Copy the listing below line for line, leaving out the pictures.

━━━━━ Data lines

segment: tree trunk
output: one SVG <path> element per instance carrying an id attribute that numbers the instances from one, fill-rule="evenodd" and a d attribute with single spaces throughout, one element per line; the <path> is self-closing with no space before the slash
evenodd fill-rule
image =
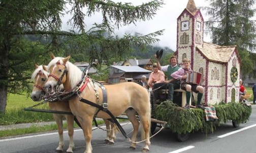
<path id="1" fill-rule="evenodd" d="M 7 101 L 7 86 L 0 87 L 0 113 L 6 113 Z"/>

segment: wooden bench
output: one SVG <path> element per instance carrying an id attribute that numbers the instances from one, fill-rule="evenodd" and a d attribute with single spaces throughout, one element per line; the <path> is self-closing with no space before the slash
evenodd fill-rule
<path id="1" fill-rule="evenodd" d="M 186 103 L 186 91 L 184 90 L 179 89 L 174 90 L 174 92 L 182 92 L 181 107 L 184 107 L 184 106 L 185 106 L 185 105 Z M 166 91 L 165 89 L 161 89 L 159 90 L 159 93 L 161 94 L 164 94 L 165 93 L 168 93 L 168 89 L 166 89 Z M 190 97 L 190 99 L 189 101 L 189 105 L 191 105 L 191 98 Z"/>

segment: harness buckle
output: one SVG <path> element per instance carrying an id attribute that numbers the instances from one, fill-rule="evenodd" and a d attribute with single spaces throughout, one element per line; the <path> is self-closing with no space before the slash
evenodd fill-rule
<path id="1" fill-rule="evenodd" d="M 102 107 L 104 108 L 108 108 L 108 104 L 106 103 L 104 103 L 102 104 Z"/>

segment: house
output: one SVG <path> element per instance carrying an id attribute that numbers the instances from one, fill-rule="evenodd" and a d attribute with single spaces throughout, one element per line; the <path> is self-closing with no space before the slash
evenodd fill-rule
<path id="1" fill-rule="evenodd" d="M 137 83 L 143 75 L 148 79 L 151 71 L 138 66 L 110 66 L 110 71 L 109 83 L 117 83 L 124 82 L 134 82 Z"/>
<path id="2" fill-rule="evenodd" d="M 131 59 L 125 60 L 121 66 L 138 66 L 141 68 L 152 71 L 153 61 L 151 59 Z"/>
<path id="3" fill-rule="evenodd" d="M 203 73 L 205 93 L 203 101 L 218 103 L 239 101 L 241 61 L 236 46 L 220 46 L 205 42 L 204 18 L 194 0 L 178 17 L 177 50 L 181 64 L 182 59 L 191 60 L 191 68 Z M 197 96 L 194 96 L 197 100 Z"/>

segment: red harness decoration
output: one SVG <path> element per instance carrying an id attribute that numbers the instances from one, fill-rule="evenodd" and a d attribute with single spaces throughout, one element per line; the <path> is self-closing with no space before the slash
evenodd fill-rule
<path id="1" fill-rule="evenodd" d="M 87 84 L 88 83 L 88 82 L 89 82 L 89 78 L 86 78 L 86 79 L 85 79 L 85 82 L 83 85 L 83 86 L 82 86 L 80 90 L 79 90 L 79 92 L 80 93 L 81 93 L 83 91 L 83 90 L 84 89 L 84 88 L 85 88 L 85 87 L 86 86 Z"/>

━━━━━━━━━━

Answer to this task
segment: tree trunk
output: one SVG <path> element per instance carrying an id attribute that numbers the instances from one, fill-rule="evenodd" and a d attribute with single spaces throughout, one element per line; the <path> is self-closing with no space before the slash
evenodd fill-rule
image =
<path id="1" fill-rule="evenodd" d="M 7 101 L 7 86 L 0 87 L 0 113 L 6 113 Z"/>

segment: wooden bench
output: one SVG <path> element per instance carrying an id attribute that numbers the instances from one, fill-rule="evenodd" and a d attribute with single spaces throughout, one element per line; the <path> is self-closing with no space before the slash
evenodd fill-rule
<path id="1" fill-rule="evenodd" d="M 186 103 L 186 91 L 184 90 L 179 89 L 174 90 L 174 92 L 182 92 L 181 107 L 184 107 L 184 106 L 185 106 L 185 105 Z M 166 91 L 165 89 L 161 89 L 159 90 L 159 93 L 161 94 L 164 94 L 165 93 L 168 93 L 168 89 L 166 89 Z M 190 97 L 190 99 L 189 101 L 189 105 L 191 105 L 191 98 Z"/>

segment: harness buckle
output: one SVG <path> element per instance carrying an id attribute that numbers the instances from one, fill-rule="evenodd" and a d attribute with single spaces throughout, one element per line; the <path> is self-closing with no space before the slash
evenodd fill-rule
<path id="1" fill-rule="evenodd" d="M 102 107 L 104 108 L 108 108 L 108 104 L 106 103 L 104 103 L 102 104 Z"/>

segment: house
output: one SVG <path> element per instance carrying an id attribute that numbers the instances from one, fill-rule="evenodd" and a d attribute with single spaces throughout, one element per line; the <path> is self-closing with no space before the slash
evenodd fill-rule
<path id="1" fill-rule="evenodd" d="M 137 83 L 143 75 L 148 79 L 151 71 L 138 66 L 110 66 L 110 71 L 109 83 L 117 83 L 124 82 L 134 82 Z"/>
<path id="2" fill-rule="evenodd" d="M 131 59 L 125 60 L 121 66 L 138 66 L 141 68 L 152 71 L 153 61 L 151 59 Z"/>
<path id="3" fill-rule="evenodd" d="M 203 73 L 205 93 L 203 101 L 218 103 L 239 101 L 241 61 L 236 46 L 220 46 L 205 42 L 204 18 L 194 0 L 178 17 L 177 50 L 181 64 L 182 59 L 191 60 L 191 68 Z M 197 96 L 194 96 L 197 100 Z"/>

segment: red harness decoration
output: one SVG <path> element per instance carrying an id attribute that numbers the instances from one, fill-rule="evenodd" and a d attribute with single spaces throughout, one element per line; the <path> is self-closing with no space before the slash
evenodd fill-rule
<path id="1" fill-rule="evenodd" d="M 87 84 L 88 83 L 88 82 L 89 82 L 89 78 L 86 78 L 86 79 L 85 79 L 85 82 L 83 85 L 83 86 L 82 86 L 80 90 L 79 90 L 79 92 L 80 93 L 81 93 L 83 91 L 83 90 L 84 89 L 84 88 L 85 88 L 85 87 L 86 86 Z"/>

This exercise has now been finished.